作業の指示 - 次のリストを最初の行から最後の行まで、一文字も変えずに書き写してください。

練習用リスト -
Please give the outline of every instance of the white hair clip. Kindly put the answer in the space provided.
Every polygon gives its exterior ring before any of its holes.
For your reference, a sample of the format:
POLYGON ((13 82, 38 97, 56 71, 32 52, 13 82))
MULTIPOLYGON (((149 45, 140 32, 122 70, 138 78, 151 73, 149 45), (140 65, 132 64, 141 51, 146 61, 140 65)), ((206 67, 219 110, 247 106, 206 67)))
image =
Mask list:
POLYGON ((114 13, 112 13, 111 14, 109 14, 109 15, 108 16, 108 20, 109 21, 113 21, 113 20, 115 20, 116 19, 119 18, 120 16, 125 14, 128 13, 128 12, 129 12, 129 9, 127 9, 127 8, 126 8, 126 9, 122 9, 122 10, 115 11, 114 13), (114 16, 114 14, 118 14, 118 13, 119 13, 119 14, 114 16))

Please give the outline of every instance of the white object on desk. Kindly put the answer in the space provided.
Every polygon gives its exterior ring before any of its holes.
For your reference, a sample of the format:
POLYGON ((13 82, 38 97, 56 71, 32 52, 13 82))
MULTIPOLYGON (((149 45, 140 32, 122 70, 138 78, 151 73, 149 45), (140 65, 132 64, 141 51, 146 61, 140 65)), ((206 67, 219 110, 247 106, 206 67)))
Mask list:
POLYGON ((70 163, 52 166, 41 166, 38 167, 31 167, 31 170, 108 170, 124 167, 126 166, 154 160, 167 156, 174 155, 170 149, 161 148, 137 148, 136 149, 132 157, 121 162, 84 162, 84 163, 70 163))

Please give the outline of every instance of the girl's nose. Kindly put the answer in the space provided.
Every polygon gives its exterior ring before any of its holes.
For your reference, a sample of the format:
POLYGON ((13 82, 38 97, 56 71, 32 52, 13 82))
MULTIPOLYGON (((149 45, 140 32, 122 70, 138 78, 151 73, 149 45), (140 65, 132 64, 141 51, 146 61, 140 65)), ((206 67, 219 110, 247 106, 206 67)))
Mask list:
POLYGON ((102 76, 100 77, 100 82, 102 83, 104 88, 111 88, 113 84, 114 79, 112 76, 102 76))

回答 -
Please give the outline of every instance of the white hair clip. Kindly put the answer in the space provided.
Every polygon gives its exterior ring before any of its holes.
For your reference, a sample of the format:
POLYGON ((13 82, 38 97, 56 71, 32 52, 13 82))
MULTIPOLYGON (((149 45, 140 32, 122 70, 138 78, 151 73, 149 45), (140 65, 132 64, 141 51, 146 61, 140 65)), ((206 67, 219 110, 247 106, 206 67)))
image =
Mask list:
POLYGON ((114 13, 112 13, 111 14, 109 14, 109 15, 108 16, 108 20, 109 21, 113 21, 113 20, 115 20, 116 19, 119 18, 120 16, 125 14, 128 13, 128 12, 129 12, 129 9, 127 9, 127 8, 126 8, 126 9, 122 9, 122 10, 115 11, 114 13), (114 16, 114 14, 118 14, 118 13, 119 13, 119 14, 114 16))

Please give the outline of every instance of the white object on desk. Kindly put the answer in the space provided.
Every polygon gives its exterior ring before any of its holes.
For your reference, a sample of the format:
POLYGON ((13 82, 38 97, 56 71, 32 52, 13 82))
MULTIPOLYGON (((149 45, 140 32, 122 70, 138 78, 151 73, 149 45), (140 65, 132 64, 141 51, 146 61, 140 65)), ((206 67, 219 110, 247 106, 206 67)))
Mask list:
POLYGON ((70 163, 52 166, 41 166, 38 167, 31 167, 31 170, 108 170, 124 167, 126 166, 154 160, 167 156, 174 155, 170 149, 161 148, 137 148, 136 149, 132 157, 121 162, 84 162, 84 163, 70 163))

Please give the outline of every instance of the girl's nose. Kindly put the answer in the space provided.
Every polygon gives its exterior ring before any of its holes.
For your reference, a sample of the format:
POLYGON ((13 82, 38 97, 56 71, 32 52, 13 82))
MULTIPOLYGON (((149 45, 140 32, 122 70, 138 78, 151 73, 149 45), (140 65, 132 64, 141 51, 146 61, 140 65)), ((206 67, 219 110, 247 106, 206 67)))
Mask list:
POLYGON ((102 76, 100 77, 100 82, 102 83, 104 88, 111 88, 113 84, 114 79, 112 76, 102 76))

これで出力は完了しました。